- [What you need to do]:
1) From the missile-defense passage below, print the portion that begins at the words "Its main drawback" and stops after "in missile-defense missions.".
2) Locate each line in the entries below that contains the string "balcony", and copy those lines. Case counts.

- [Text passage]:
- - - - - - -

The information needed to guide the weapon to the vicinity of its target is provided by netted sensors on and off the host aircraft, which is why the phrase "network centric" is used in its name.

Compared with most other missile-defense concepts, NCADE is relatively simple and inexpensive. Because it relies on hardware already available in the joint force, it will cost less than a half-billion dollars to develop and can be operationally available in four years.

The unit cost of each round will be less than a million dollars, which is a fraction of what other missile interceptors cost. And while it will cost more per interception than the Airborne Laser, it presents few of the technical challenges associated with the latter system.

Its main drawback is that it probably cannot successfully engage longer-range missiles, which constitute the greatest threat to the U.S. homeland. For that reason, it is best thought of as a complement to the Kinetic Energy Interceptor and Airborne Laser, rather than an alternative.

Aside from its low cost and simple design, one of the most appealing features of NCADE is that it would fit within the design constraints of existing tactical aircraft such as the Lockheed Martin/Boeing F-22 Raptor and the Lockheed Martin Lightning F-35 Joint Strike Fighter aircraft, enabling them to participate directly in missile-defense missions.

- - - - - - -

(Stored items from a collection)
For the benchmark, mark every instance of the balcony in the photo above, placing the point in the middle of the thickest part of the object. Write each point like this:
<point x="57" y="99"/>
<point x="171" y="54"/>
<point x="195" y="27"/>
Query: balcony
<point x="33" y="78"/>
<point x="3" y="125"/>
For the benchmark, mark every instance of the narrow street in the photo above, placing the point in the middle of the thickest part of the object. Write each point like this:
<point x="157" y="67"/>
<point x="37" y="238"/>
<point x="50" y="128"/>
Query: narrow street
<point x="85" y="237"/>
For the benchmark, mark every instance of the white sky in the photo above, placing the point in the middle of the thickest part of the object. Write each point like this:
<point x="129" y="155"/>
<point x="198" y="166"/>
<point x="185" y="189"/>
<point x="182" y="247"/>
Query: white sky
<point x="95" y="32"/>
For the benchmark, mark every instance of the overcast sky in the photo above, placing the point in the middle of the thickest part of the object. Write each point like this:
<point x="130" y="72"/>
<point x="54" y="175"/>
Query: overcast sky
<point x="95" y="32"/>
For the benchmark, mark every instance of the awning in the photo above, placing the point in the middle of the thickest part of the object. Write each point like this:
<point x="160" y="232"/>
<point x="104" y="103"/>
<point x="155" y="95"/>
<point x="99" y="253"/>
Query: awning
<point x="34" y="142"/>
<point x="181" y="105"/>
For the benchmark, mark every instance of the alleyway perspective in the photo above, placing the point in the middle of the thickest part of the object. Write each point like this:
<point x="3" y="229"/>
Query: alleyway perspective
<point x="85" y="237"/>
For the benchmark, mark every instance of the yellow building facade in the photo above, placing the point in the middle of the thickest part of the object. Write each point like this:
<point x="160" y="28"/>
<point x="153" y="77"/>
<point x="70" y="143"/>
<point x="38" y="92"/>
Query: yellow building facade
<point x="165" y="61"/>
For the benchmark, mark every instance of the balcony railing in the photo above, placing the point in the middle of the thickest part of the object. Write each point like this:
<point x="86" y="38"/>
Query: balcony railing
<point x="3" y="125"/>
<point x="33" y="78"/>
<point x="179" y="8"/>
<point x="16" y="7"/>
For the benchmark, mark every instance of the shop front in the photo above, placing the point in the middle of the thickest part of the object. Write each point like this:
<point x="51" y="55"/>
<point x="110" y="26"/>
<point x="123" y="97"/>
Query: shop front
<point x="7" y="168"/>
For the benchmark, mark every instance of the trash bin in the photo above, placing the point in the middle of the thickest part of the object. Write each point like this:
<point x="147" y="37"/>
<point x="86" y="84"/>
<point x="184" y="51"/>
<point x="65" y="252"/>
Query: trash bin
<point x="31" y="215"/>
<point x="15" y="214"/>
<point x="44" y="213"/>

- - - - - - -

- [Answers for the tasks]:
1)
Its main drawback is that it probably cannot successfully engage longer-range missiles, which constitute the greatest threat to the U.S. homeland. For that reason, it is best thought of as a complement to the Kinetic Energy Interceptor and Airborne Laser, rather than an alternative.

Aside from its low cost and simple design, one of the most appealing features of NCADE is that it would fit within the design constraints of existing tactical aircraft such as the Lockheed Martin/Boeing F-22 Raptor and the Lockheed Martin Lightning F-35 Joint Strike Fighter aircraft, enabling them to participate directly in missile-defense missions.

2)
For the benchmark, mark every instance of the balcony in the photo above, placing the point in the middle of the thickest part of the object. Write each point like this:
Query: balcony
For the benchmark, mark every instance of the balcony railing in the photo above, placing the point in the middle of the thickest part of the object. Write each point like this:
Query: balcony railing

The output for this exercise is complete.